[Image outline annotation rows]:
## Start

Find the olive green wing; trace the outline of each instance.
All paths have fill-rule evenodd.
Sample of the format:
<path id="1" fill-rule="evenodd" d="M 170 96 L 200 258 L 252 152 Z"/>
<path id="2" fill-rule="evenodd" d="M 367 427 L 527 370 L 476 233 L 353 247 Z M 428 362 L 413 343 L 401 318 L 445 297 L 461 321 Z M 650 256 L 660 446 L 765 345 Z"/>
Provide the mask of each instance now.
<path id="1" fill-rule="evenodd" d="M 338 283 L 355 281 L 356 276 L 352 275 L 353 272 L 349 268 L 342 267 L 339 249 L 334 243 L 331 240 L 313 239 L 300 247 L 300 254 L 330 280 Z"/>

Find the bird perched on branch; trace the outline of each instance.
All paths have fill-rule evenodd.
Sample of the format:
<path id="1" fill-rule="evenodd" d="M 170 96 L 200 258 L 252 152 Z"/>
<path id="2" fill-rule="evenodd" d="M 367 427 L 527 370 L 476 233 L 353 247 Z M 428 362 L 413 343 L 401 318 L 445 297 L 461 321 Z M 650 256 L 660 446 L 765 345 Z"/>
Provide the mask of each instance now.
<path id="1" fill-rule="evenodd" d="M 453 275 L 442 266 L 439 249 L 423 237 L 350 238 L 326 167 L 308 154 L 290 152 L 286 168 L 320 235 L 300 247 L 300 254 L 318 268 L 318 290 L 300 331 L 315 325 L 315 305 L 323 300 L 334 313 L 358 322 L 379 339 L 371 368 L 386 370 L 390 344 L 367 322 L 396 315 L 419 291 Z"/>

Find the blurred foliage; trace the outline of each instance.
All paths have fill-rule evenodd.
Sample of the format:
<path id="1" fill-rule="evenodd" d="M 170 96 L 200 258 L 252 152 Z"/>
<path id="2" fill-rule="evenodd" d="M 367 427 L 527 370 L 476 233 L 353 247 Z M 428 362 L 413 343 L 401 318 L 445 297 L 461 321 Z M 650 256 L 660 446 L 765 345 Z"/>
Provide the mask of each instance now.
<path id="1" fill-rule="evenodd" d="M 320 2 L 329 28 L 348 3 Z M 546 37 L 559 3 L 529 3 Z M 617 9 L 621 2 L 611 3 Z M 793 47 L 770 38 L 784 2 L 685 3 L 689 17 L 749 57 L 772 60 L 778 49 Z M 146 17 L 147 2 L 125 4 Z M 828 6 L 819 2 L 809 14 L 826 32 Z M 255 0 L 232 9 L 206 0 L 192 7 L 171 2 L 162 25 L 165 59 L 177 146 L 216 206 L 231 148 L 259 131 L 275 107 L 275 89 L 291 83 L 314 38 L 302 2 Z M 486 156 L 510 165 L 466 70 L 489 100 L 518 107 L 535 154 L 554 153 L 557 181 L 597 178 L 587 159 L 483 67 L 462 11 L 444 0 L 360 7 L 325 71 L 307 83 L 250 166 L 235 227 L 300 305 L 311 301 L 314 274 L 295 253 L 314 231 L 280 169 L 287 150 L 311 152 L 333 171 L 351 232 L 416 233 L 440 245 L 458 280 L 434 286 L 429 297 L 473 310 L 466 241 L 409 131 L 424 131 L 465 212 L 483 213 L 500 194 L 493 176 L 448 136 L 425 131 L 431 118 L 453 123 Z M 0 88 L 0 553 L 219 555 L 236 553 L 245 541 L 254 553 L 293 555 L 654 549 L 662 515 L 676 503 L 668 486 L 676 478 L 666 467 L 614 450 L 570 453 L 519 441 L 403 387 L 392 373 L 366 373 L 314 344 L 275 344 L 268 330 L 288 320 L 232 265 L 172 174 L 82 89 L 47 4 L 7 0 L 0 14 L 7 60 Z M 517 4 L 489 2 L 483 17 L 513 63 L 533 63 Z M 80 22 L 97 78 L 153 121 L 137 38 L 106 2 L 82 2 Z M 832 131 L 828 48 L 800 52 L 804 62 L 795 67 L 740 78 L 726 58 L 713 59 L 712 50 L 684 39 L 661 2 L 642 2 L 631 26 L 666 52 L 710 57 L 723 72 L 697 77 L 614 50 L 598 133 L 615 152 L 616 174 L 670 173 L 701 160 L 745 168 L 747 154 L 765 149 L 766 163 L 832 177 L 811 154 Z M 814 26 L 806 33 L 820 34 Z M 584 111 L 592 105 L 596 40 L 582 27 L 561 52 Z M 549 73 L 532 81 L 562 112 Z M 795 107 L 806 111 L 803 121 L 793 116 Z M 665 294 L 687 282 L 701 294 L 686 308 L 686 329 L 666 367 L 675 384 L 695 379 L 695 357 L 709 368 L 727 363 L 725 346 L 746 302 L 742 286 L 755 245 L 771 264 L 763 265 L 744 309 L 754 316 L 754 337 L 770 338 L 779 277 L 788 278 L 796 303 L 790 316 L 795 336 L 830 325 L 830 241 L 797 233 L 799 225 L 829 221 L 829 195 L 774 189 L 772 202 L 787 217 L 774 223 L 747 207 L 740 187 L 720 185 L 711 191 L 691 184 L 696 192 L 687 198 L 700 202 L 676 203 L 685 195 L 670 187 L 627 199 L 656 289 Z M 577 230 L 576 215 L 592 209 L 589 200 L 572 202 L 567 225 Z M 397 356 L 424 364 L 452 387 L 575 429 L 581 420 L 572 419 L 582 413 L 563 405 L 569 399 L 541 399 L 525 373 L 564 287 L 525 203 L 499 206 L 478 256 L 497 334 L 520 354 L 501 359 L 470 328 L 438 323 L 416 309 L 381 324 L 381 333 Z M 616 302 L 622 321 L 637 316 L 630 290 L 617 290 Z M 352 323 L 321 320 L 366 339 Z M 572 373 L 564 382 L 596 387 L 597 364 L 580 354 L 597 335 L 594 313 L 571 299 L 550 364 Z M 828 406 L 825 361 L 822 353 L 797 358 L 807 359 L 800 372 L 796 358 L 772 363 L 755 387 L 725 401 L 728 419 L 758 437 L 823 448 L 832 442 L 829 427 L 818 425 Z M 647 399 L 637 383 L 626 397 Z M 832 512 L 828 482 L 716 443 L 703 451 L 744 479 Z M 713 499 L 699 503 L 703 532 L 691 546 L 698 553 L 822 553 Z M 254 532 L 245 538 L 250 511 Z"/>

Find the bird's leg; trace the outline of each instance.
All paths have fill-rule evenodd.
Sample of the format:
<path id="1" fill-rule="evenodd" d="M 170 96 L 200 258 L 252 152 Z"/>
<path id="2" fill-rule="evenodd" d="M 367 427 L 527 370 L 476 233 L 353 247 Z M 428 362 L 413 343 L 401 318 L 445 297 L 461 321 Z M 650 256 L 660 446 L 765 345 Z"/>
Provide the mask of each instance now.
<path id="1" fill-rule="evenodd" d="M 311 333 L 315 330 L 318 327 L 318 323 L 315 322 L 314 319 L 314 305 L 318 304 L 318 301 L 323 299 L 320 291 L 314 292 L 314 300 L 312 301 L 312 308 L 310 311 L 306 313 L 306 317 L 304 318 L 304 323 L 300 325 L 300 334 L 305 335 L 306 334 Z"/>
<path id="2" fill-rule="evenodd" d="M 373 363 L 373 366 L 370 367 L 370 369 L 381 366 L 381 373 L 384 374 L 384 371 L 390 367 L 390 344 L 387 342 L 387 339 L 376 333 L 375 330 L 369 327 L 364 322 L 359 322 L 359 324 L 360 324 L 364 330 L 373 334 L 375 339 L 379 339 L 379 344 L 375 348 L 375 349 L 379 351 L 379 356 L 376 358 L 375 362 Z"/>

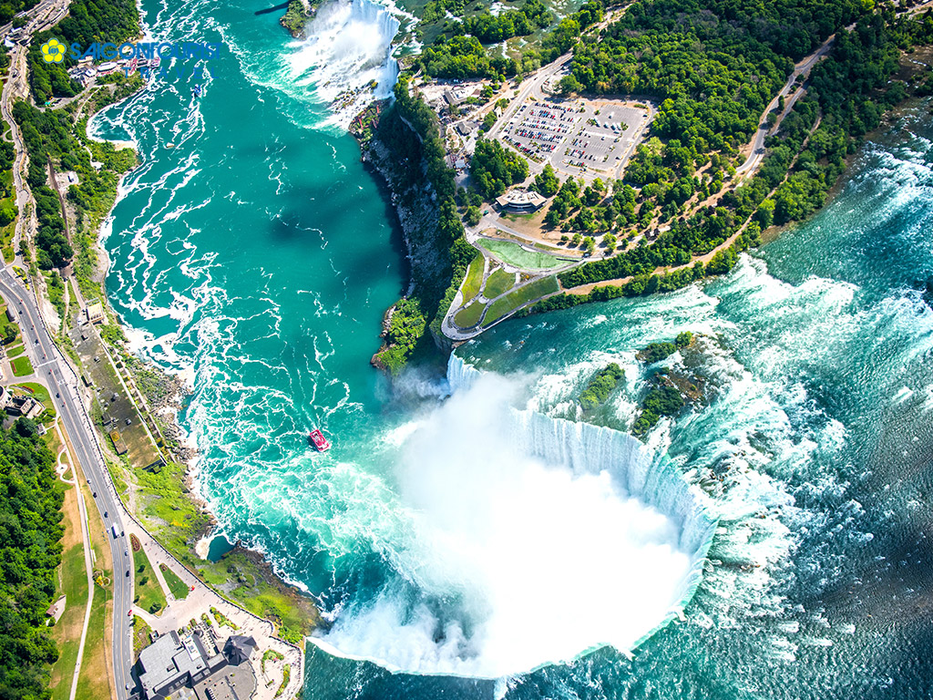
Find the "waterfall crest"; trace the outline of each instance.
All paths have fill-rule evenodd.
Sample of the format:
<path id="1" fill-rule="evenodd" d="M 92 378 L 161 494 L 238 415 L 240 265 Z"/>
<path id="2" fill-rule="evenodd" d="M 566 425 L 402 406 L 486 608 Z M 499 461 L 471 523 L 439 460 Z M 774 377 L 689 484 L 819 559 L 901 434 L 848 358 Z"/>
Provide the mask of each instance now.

## End

[Written exercise]: Copy the rows from the very start through the line containing "453 275 L 442", switching "trace" to "draw" and leaving everything else unchanged.

[Task output]:
Find the olive green wing; draw the outline of each instance.
All paths have fill-rule evenodd.
Sample of the format:
<path id="1" fill-rule="evenodd" d="M 170 96 L 200 258 L 252 152 Z"/>
<path id="2" fill-rule="evenodd" d="M 367 427 L 527 370 L 476 233 L 353 247 Z M 428 362 L 413 343 L 401 318 L 445 297 L 461 321 Z M 650 256 L 660 446 L 765 345 Z"/>
Provide the mask of each instance now.
<path id="1" fill-rule="evenodd" d="M 338 283 L 355 281 L 356 276 L 352 275 L 353 272 L 349 268 L 342 267 L 339 249 L 334 243 L 331 240 L 313 239 L 300 247 L 300 254 L 330 280 Z"/>

Find the bird perched on branch; draw the outline of each instance.
All paths have fill-rule evenodd.
Sample of the format:
<path id="1" fill-rule="evenodd" d="M 170 96 L 200 258 L 252 152 Z"/>
<path id="2" fill-rule="evenodd" d="M 367 427 L 527 370 L 476 233 L 353 247 Z M 428 362 L 413 343 L 401 318 L 445 297 L 461 321 Z M 650 256 L 660 446 L 765 345 Z"/>
Provide the mask of each instance now.
<path id="1" fill-rule="evenodd" d="M 453 275 L 442 266 L 439 249 L 423 237 L 350 238 L 326 167 L 308 154 L 290 152 L 286 168 L 320 235 L 300 247 L 300 254 L 318 268 L 318 290 L 300 331 L 315 325 L 315 305 L 323 300 L 334 313 L 358 322 L 379 339 L 371 368 L 386 370 L 390 344 L 367 322 L 396 315 L 419 291 Z"/>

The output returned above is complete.